RECORDS TO USE start

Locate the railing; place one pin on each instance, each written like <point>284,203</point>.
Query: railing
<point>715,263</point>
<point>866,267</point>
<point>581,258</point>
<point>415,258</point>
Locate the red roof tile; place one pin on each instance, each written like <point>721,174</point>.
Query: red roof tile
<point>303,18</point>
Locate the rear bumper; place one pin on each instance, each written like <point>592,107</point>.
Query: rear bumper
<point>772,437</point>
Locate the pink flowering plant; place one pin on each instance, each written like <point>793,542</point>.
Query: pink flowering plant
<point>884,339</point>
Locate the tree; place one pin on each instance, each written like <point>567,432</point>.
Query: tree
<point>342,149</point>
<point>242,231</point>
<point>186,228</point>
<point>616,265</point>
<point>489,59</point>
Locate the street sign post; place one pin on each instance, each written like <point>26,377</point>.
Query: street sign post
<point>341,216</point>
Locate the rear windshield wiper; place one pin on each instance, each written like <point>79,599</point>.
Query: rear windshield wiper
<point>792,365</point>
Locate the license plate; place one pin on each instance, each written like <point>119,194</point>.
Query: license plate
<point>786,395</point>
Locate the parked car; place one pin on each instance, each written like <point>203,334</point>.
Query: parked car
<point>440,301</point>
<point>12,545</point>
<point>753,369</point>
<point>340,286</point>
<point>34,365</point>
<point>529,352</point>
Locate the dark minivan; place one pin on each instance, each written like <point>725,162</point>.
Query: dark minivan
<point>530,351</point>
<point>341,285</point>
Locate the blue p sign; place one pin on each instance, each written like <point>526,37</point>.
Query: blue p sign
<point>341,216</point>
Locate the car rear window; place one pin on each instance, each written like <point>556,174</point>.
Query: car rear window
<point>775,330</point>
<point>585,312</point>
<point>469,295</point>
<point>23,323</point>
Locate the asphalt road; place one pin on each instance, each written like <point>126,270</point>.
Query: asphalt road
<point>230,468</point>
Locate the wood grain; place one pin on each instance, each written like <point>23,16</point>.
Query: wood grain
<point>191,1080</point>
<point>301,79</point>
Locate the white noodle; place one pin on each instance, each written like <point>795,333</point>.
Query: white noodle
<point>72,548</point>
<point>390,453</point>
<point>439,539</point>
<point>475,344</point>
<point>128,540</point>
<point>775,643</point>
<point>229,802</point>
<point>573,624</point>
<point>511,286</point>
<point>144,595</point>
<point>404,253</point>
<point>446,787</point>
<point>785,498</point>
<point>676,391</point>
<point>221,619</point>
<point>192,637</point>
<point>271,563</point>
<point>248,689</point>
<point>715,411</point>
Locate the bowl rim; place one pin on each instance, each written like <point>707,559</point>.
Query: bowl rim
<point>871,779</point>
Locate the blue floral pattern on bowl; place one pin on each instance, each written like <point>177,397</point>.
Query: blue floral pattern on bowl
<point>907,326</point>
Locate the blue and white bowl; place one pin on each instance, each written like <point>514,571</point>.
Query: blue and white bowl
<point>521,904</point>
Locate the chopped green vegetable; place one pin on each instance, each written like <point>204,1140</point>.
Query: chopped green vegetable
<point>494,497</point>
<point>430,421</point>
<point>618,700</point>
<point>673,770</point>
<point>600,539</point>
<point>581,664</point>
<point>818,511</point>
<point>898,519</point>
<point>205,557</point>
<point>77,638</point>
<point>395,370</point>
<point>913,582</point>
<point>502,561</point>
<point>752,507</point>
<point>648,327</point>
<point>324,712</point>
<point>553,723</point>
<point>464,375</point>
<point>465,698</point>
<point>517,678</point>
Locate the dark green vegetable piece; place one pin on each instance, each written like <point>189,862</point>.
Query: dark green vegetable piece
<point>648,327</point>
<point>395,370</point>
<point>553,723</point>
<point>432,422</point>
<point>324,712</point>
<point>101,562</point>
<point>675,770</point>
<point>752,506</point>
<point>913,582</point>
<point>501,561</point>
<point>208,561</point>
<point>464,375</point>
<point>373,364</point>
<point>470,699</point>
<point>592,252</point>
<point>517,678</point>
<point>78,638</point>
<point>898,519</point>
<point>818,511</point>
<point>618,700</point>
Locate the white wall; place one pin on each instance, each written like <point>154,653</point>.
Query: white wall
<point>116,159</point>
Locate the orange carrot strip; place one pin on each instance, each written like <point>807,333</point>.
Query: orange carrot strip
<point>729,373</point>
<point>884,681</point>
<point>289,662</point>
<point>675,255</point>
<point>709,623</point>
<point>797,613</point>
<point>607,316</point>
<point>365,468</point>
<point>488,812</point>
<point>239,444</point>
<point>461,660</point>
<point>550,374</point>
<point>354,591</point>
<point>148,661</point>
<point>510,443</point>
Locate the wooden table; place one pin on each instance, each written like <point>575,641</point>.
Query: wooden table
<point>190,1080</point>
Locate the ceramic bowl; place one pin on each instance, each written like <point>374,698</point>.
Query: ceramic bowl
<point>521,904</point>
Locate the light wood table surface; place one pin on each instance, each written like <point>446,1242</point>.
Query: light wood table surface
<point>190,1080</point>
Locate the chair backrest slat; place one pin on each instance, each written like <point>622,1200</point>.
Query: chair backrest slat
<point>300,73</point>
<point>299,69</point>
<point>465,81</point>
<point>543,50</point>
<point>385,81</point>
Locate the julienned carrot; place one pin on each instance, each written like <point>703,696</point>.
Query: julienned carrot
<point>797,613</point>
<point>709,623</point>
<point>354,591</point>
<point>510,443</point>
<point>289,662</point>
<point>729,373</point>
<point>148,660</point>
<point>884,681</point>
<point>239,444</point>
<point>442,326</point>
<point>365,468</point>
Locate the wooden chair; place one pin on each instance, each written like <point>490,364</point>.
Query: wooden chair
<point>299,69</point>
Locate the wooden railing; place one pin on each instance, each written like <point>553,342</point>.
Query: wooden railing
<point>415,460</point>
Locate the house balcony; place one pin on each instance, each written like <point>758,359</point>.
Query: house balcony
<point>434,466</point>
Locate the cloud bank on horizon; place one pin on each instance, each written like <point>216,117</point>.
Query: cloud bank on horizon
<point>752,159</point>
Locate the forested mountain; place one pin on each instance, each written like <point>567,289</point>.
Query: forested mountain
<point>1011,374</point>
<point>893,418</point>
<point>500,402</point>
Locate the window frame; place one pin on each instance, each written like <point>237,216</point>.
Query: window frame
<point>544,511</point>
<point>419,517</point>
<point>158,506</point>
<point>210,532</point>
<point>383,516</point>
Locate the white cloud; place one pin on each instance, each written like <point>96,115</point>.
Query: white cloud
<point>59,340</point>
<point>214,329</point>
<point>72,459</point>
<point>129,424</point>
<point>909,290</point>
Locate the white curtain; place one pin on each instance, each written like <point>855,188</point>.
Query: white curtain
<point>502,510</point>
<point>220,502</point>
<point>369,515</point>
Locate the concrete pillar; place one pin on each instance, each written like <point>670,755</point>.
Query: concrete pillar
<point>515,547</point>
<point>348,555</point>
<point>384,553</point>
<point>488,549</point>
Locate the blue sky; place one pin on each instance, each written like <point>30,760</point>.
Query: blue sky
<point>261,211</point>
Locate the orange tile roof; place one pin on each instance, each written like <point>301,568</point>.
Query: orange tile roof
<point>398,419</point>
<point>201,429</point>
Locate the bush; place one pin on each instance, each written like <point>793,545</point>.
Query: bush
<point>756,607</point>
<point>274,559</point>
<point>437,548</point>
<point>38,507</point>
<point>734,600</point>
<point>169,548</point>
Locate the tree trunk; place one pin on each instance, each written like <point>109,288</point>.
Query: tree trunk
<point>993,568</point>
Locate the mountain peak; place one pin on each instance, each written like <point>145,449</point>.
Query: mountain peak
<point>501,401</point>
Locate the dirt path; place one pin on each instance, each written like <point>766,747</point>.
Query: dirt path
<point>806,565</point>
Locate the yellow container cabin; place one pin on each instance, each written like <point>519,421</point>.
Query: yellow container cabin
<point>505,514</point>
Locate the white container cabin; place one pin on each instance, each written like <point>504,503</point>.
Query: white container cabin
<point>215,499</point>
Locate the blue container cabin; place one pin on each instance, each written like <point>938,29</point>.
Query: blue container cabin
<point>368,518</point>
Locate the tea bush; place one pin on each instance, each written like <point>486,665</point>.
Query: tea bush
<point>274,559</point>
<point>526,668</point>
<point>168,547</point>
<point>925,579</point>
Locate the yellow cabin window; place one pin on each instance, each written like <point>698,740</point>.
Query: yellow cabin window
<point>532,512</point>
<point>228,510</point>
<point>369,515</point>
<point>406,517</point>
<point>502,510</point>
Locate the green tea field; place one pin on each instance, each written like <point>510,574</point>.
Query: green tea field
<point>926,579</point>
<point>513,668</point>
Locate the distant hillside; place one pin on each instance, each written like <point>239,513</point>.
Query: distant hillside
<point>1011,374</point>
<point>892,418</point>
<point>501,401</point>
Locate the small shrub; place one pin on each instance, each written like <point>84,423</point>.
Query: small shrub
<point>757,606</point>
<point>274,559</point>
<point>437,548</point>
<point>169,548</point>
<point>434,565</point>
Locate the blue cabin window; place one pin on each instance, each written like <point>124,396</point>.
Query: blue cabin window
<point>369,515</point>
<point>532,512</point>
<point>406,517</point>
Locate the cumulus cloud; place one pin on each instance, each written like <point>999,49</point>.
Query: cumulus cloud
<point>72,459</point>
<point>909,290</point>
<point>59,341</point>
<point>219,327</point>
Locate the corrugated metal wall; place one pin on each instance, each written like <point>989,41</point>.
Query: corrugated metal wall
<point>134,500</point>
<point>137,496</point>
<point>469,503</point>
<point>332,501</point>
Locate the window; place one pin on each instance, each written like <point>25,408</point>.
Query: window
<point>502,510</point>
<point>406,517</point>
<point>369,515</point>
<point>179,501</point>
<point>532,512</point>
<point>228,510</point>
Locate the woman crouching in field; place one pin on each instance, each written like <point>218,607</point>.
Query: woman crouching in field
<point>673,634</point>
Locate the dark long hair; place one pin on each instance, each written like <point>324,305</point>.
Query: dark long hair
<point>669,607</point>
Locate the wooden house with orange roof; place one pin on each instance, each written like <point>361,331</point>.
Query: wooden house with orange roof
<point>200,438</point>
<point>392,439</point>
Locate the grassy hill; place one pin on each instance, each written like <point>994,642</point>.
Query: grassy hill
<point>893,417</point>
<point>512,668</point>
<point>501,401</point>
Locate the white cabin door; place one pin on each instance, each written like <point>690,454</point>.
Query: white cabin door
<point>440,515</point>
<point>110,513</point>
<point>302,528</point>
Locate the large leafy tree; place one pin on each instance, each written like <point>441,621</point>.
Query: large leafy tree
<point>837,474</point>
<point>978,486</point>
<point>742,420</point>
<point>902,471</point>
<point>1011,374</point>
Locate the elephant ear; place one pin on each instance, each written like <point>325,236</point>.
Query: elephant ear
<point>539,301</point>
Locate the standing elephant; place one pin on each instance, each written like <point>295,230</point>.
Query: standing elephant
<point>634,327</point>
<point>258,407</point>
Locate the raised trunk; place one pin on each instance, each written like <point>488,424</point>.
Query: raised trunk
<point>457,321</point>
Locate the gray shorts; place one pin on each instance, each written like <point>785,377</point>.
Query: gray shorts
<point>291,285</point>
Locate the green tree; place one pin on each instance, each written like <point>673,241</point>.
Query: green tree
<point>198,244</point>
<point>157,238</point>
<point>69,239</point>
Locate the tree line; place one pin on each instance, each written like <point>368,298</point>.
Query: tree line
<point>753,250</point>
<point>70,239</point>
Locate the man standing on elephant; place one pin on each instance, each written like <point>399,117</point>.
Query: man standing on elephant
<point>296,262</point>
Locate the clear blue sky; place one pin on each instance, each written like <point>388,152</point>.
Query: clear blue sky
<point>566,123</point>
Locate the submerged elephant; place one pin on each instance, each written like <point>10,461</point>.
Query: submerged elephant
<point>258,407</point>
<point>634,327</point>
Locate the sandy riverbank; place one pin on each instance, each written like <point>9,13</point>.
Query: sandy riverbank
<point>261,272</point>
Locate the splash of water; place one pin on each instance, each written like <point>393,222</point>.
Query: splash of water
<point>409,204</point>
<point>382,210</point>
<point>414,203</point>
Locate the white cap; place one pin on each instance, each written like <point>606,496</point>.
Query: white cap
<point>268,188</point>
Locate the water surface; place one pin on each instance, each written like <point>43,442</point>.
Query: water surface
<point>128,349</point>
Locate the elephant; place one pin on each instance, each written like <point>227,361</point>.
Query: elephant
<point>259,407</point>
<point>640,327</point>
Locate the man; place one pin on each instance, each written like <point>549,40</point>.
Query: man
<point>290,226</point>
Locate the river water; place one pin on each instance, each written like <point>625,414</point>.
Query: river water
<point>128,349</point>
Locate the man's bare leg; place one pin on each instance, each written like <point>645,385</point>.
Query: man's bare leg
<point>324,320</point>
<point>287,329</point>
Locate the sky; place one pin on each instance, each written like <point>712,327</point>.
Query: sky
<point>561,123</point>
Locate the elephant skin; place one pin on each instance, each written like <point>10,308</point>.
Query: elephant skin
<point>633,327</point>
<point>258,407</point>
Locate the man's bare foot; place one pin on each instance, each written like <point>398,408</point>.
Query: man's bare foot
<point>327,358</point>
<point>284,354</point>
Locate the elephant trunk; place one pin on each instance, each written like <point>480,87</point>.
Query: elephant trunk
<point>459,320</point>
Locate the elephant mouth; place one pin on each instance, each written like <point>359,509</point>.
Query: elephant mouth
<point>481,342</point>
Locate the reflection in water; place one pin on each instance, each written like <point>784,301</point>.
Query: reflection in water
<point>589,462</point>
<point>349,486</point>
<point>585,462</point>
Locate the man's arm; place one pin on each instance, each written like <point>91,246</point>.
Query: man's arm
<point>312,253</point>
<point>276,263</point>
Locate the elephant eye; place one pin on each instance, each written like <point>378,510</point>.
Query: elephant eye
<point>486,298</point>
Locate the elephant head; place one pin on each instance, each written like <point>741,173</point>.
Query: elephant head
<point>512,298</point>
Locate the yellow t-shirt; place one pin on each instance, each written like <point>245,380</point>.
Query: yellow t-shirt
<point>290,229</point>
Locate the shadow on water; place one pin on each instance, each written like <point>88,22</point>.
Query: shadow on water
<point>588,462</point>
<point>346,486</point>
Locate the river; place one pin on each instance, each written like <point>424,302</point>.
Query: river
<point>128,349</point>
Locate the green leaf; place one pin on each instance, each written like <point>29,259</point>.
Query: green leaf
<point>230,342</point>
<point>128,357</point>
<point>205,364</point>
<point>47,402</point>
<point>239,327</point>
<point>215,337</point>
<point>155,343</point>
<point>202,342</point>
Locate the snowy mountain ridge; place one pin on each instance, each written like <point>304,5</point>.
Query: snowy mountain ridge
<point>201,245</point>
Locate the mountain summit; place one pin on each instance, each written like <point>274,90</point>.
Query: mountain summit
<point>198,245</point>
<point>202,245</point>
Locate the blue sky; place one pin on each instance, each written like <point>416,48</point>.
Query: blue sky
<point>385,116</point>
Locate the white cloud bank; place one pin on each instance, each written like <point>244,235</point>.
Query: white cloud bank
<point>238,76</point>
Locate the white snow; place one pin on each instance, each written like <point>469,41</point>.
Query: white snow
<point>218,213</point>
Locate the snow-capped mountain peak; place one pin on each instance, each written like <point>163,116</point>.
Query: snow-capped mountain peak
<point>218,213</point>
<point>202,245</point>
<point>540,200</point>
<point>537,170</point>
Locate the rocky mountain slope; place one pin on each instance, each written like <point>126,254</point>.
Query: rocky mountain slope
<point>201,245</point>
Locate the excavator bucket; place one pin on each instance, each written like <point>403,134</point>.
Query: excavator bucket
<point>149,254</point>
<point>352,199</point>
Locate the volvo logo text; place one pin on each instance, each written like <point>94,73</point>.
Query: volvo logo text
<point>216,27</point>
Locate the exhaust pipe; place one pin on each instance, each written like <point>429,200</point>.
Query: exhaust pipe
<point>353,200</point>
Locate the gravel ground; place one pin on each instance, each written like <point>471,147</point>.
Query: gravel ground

RECORDS TO USE end

## WORK TO DO
Starting at the line that contains "written like <point>416,48</point>.", quote each remaining line of the entries above, unchanged.

## SOLUTION FOR THIS PROBLEM
Locate the blue sky; place one pin on each instance, each written like <point>416,48</point>.
Query: blue sky
<point>385,116</point>
Locate the white cloud bank; place one pin on each instance, each written like <point>244,235</point>.
Query: white cloud bank
<point>238,76</point>
Locate the white snow; place one pin on each instance, each written like <point>469,41</point>.
Query: white snow
<point>218,213</point>
Locate the snow-capped mountain peak; place one pin on each instance, each written like <point>163,116</point>.
Query: snow-capped mountain peak
<point>218,213</point>
<point>202,245</point>
<point>540,200</point>
<point>537,170</point>
Locate the rocky mountain slope; place one pin on each instance, each written like <point>126,254</point>.
Query: rocky mountain slope
<point>201,245</point>
Locate the excavator bucket; place one pin on each instance, each written like <point>403,134</point>.
Query: excavator bucket
<point>149,254</point>
<point>352,199</point>
Locate the volvo logo text; place one pin on each instance, each written like <point>94,73</point>.
Query: volvo logo text
<point>216,27</point>
Locate the exhaust pipe; place one pin on each instance, each written like <point>429,200</point>.
Query: exhaust pipe
<point>353,200</point>
Locate the gravel ground; place one pin on each instance, each written like <point>471,147</point>.
Query: gravel ground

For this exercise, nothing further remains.